Una vez que perdió la Presidencia de la República, en 2000, el PRI resultó incapaz de convertirse en un auténtico partido político en competencia con otros, con un programa y una identidad definida. Como gran coalición hegemónica, su cohesión no dependió nunca de un conjunto de creencias compartidas, ni de un horizonte común de políticas. La pertenencia al PRI significaba la aceptación de un conjunto de reglas del juego para acceder a las candidaturas o a los altos cargos de la burocracia, mientras que la base priista estaba compuesta por redes de clientelas articuladas por intermediarios que negociaban beneficios estatales y políticos para ellas a cambio de apoyo que les permitiera capturar parcelas de rentas estatales.

El control sobre los sindicatos dependía de una legislación que no reconocía a ninguna organización laboral que no tuviera el visto bueno del gobierno y que otorgaba los contratos colectivos como monopolio de una vez y para siempre –poco han cambiado las cosas en este tema, a pesar de las reformas recientes que fuerzan a elecciones abiertas para ocupar las direcciones sindicales–, lo que, durante la época clásica del régimen del PRI, representó un elemento crucial del proteccionismo estatal a los empresarios “nacionalistas”, los cuales se enriquecieron desmedidamente al amparo de los gobiernos del nacionalismo revolucionario, mientras los salarios reales apenas si subieron durante cuatro décadas.

§ CONSIGNA 1:
Reproduzca sin cambios las líneas de los registros que figuran a continuación, desde la que contiene "Find the woman's long" hasta el final de los registros, ambos extremos incluidos.

(Registros extraídos de una colección)
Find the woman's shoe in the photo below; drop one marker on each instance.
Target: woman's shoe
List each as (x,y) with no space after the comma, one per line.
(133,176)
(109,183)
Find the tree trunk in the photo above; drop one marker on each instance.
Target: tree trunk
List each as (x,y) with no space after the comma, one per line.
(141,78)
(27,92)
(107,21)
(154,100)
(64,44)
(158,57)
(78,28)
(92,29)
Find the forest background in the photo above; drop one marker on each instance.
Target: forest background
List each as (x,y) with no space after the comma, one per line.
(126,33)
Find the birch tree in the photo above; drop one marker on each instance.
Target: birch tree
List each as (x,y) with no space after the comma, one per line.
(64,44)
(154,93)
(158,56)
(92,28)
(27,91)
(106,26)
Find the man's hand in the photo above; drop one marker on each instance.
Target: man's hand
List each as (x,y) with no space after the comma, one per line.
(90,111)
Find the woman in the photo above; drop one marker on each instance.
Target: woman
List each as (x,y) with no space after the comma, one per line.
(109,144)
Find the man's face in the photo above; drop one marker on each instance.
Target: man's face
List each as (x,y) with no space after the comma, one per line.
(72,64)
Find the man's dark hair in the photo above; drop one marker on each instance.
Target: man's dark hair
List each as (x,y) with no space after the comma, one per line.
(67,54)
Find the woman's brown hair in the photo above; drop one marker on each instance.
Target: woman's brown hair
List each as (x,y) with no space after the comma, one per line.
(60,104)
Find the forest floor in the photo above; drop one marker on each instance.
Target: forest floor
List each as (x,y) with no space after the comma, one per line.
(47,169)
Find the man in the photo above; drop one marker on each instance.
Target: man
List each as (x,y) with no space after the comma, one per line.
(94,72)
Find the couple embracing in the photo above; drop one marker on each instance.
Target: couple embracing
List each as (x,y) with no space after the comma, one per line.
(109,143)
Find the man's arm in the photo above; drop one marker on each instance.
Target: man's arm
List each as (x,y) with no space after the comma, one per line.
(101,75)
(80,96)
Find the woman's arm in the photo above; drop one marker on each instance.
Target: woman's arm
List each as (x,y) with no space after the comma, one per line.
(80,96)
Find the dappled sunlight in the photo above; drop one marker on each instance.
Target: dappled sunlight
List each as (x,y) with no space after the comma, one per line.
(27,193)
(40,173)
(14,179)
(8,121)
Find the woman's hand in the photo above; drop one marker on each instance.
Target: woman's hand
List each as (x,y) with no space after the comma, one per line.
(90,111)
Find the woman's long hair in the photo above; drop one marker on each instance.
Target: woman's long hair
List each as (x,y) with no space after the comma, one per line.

§ CONSIGNA 2:
Transcriba el pasaje del fragmento sobre el PRI comprendido entre "El control sobre" y "durante cuatro décadas.", ambos inclusive, sustituyendo "sindicatos" por "gremios".

§ SOLUCIÓN 1:
Find the woman's long hair in the photo above; drop one marker on each instance.
Target: woman's long hair
List each as (x,y) with no space after the comma, one per line.

§ SOLUCIÓN 2:
El control sobre los gremios dependía de una legislación que no reconocía a ninguna organización laboral que no tuviera el visto bueno del gobierno y que otorgaba los contratos colectivos como monopolio de una vez y para siempre –poco han cambiado las cosas en este tema, a pesar de las reformas recientes que fuerzan a elecciones abiertas para ocupar las direcciones sindicales–, lo que, durante la época clásica del régimen del PRI, representó un elemento crucial del proteccionismo estatal a los empresarios “nacionalistas”, los cuales se enriquecieron desmedidamente al amparo de los gobiernos del nacionalismo revolucionario, mientras los salarios reales apenas si subieron durante cuatro décadas.